--- BEGIN ---

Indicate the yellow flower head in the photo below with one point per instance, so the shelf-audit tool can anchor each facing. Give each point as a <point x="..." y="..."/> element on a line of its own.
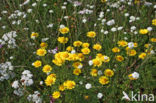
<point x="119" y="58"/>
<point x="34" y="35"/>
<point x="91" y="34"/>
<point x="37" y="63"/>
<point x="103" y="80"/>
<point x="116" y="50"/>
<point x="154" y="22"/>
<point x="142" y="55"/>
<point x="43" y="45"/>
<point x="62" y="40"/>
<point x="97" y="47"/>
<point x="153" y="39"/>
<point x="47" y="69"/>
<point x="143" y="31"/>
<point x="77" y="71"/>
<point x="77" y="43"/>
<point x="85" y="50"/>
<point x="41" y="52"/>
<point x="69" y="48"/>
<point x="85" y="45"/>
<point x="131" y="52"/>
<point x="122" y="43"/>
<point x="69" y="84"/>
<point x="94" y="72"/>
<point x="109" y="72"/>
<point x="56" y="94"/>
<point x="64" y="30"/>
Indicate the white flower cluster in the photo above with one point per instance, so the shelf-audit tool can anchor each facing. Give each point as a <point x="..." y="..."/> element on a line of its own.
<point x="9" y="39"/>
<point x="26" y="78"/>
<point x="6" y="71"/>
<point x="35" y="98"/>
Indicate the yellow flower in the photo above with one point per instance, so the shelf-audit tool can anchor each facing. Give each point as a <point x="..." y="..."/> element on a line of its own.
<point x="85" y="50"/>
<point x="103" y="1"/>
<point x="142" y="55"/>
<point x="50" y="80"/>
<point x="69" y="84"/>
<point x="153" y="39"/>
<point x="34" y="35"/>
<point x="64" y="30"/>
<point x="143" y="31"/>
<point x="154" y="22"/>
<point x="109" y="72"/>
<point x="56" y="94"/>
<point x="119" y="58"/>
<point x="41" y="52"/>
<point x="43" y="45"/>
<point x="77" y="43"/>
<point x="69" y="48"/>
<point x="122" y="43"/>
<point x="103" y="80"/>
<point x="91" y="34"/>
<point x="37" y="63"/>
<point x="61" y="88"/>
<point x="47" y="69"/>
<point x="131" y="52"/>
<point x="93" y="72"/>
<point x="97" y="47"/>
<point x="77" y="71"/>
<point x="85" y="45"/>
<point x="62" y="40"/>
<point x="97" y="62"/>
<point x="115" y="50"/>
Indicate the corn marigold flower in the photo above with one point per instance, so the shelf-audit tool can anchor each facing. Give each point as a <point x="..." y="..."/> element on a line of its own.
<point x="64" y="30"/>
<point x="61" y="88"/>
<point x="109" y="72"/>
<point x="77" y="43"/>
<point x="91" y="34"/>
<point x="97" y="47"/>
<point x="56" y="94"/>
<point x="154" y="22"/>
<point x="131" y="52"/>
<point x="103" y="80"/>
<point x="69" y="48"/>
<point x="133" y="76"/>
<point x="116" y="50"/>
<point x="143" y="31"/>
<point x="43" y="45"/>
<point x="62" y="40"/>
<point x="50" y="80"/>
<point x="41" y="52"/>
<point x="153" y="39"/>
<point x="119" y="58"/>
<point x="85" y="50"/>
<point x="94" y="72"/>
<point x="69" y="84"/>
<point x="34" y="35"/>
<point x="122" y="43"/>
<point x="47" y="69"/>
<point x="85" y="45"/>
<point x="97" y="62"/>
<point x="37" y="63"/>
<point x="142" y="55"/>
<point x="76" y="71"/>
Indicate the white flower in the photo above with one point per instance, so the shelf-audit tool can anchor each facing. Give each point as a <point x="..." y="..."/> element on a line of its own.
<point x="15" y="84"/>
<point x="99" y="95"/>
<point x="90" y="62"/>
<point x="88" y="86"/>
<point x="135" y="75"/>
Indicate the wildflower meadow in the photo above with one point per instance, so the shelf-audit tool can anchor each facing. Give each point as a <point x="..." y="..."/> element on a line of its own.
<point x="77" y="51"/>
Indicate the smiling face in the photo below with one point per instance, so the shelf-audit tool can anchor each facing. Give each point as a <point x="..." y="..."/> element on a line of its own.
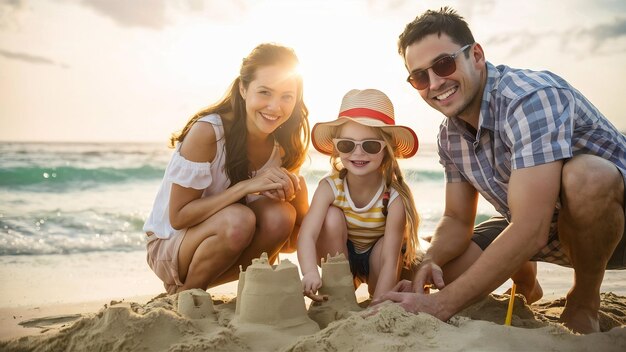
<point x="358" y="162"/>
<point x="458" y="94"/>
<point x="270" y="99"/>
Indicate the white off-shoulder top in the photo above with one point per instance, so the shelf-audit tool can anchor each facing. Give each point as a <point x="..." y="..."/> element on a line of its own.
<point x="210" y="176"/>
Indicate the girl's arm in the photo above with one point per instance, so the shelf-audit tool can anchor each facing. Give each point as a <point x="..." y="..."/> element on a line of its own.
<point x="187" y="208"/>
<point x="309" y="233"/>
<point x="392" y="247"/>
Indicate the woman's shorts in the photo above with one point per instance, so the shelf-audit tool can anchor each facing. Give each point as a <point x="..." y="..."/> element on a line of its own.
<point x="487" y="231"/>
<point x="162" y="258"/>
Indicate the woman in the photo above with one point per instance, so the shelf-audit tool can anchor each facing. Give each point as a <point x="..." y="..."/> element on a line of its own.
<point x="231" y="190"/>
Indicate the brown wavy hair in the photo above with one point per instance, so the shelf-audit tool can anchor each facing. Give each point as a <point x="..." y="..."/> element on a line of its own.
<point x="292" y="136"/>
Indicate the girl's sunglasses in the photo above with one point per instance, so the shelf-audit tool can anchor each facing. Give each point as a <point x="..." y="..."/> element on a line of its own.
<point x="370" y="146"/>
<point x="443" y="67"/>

--- END ---

What this task involves: Rewrite all of the material above, substituting "store-audit tool" for every "shelf-audit tool" and changing nothing else. Leave the pictures out.

Full response:
Indicate the yellow flower head in the photo below with one point per instance, so the store-audit tool can anchor each facing. Give each point as a <point x="..." y="..."/> element on a line of its own.
<point x="119" y="58"/>
<point x="34" y="35"/>
<point x="91" y="34"/>
<point x="37" y="63"/>
<point x="103" y="80"/>
<point x="116" y="50"/>
<point x="154" y="22"/>
<point x="142" y="55"/>
<point x="43" y="45"/>
<point x="62" y="40"/>
<point x="97" y="47"/>
<point x="153" y="39"/>
<point x="47" y="69"/>
<point x="143" y="31"/>
<point x="77" y="71"/>
<point x="77" y="43"/>
<point x="85" y="50"/>
<point x="41" y="52"/>
<point x="69" y="48"/>
<point x="85" y="45"/>
<point x="131" y="52"/>
<point x="122" y="43"/>
<point x="69" y="84"/>
<point x="94" y="72"/>
<point x="109" y="72"/>
<point x="56" y="94"/>
<point x="64" y="30"/>
Indicate the white flower cluster in the photo above with one point per instance, so the store-audit tool can anchor each facing. Give each point as a <point x="..." y="..."/> element on a line of its own.
<point x="9" y="39"/>
<point x="26" y="78"/>
<point x="6" y="71"/>
<point x="35" y="98"/>
Indicate the yellow flower in the photo above with one point per instance, so the store-audit tool can anchor each facing. Give each point as a <point x="..." y="..."/> element on a line of its own.
<point x="85" y="50"/>
<point x="103" y="1"/>
<point x="142" y="55"/>
<point x="50" y="80"/>
<point x="69" y="84"/>
<point x="153" y="39"/>
<point x="34" y="35"/>
<point x="64" y="30"/>
<point x="143" y="31"/>
<point x="154" y="22"/>
<point x="109" y="72"/>
<point x="56" y="94"/>
<point x="119" y="58"/>
<point x="41" y="52"/>
<point x="43" y="45"/>
<point x="77" y="43"/>
<point x="69" y="48"/>
<point x="122" y="43"/>
<point x="103" y="80"/>
<point x="91" y="34"/>
<point x="37" y="63"/>
<point x="61" y="88"/>
<point x="47" y="69"/>
<point x="131" y="52"/>
<point x="93" y="72"/>
<point x="97" y="47"/>
<point x="77" y="71"/>
<point x="85" y="45"/>
<point x="62" y="40"/>
<point x="97" y="62"/>
<point x="115" y="50"/>
Indicate the corn marigold flower in the photo above with one point per instance, so the store-audit tool can anchor each facing. Give each point as a <point x="..." y="..."/> element on a line of its own.
<point x="64" y="30"/>
<point x="61" y="88"/>
<point x="109" y="72"/>
<point x="77" y="43"/>
<point x="91" y="34"/>
<point x="97" y="47"/>
<point x="56" y="94"/>
<point x="154" y="22"/>
<point x="131" y="52"/>
<point x="103" y="80"/>
<point x="69" y="48"/>
<point x="133" y="76"/>
<point x="116" y="50"/>
<point x="143" y="31"/>
<point x="43" y="45"/>
<point x="62" y="40"/>
<point x="50" y="80"/>
<point x="41" y="52"/>
<point x="153" y="39"/>
<point x="119" y="58"/>
<point x="85" y="50"/>
<point x="94" y="72"/>
<point x="69" y="84"/>
<point x="34" y="35"/>
<point x="122" y="43"/>
<point x="47" y="69"/>
<point x="85" y="45"/>
<point x="97" y="62"/>
<point x="37" y="63"/>
<point x="142" y="55"/>
<point x="76" y="71"/>
Indicate the white flower in the photo above with one point per instance, so the store-audit tool can anchor each facing. Give each point as a <point x="..." y="..."/> element on a line of its own.
<point x="15" y="84"/>
<point x="99" y="95"/>
<point x="90" y="62"/>
<point x="88" y="86"/>
<point x="135" y="75"/>
Indicate the wildflower meadow in the photo above with one point per instance, so the store-audit tool can anchor each facing. Give each point as a <point x="..." y="..."/> element on a line of its own.
<point x="77" y="51"/>
Indicate the smiling face in the photo below with one point per instance, so the store-audit tool can anchor each facing. Give each point as a <point x="..." y="..."/> element on a line of its own.
<point x="358" y="162"/>
<point x="458" y="94"/>
<point x="270" y="99"/>
Indicate the white off-shoulder top in the photo above with one point per instance, so the store-audit tool can anchor each facing. Give each point as a <point x="..." y="..."/> element on a line of its own.
<point x="210" y="176"/>
Indicate the girl's arm in the photo above with one point per instance, so the store-audit tool can anchor each facing. Give each point as a <point x="..." y="..."/> element on a line of its own.
<point x="187" y="208"/>
<point x="309" y="233"/>
<point x="392" y="247"/>
Indicate the woman's shorts in the photo above with one point per instance, so the store-audit tool can anchor each facing. Give each point as a <point x="..." y="..."/> element on a line of its own.
<point x="487" y="231"/>
<point x="162" y="258"/>
Indicate the woman in the photo above with one point per instance, so the store-audit tool can anchor each facing. Give each point as a <point x="..." y="..."/> element on a line of its own.
<point x="231" y="190"/>
Indicate the brown wavy hair in the photo above with one point per instance, so the store-audit tool can anchor each facing. Give each point as a <point x="..." y="..."/> element on a line of its own.
<point x="292" y="136"/>
Indicate the girl's sunglasses in the photo above with one point per instance, so the store-audit tool can anchor each facing. Give each point as a <point x="..." y="..."/> element on a line of its own.
<point x="370" y="146"/>
<point x="443" y="67"/>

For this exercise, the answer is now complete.